> _COSA PRODURRE_: Riporta identiche tutte le righe del materiale che segue, tralasciando le immagini.

******************************

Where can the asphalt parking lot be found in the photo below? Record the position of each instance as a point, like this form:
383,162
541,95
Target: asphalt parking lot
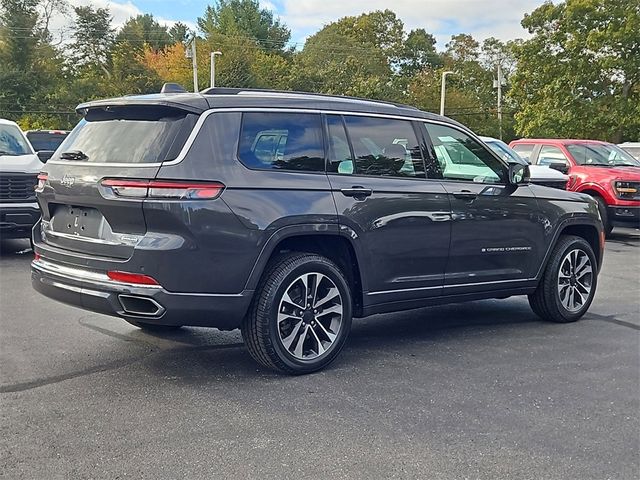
480,390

******************************

> _RISPOSTA ATTESA_:
Where can the asphalt parking lot be found in the photo below? Record the position of each instance as a point, like this form:
383,162
541,95
Target: asphalt parking lot
480,390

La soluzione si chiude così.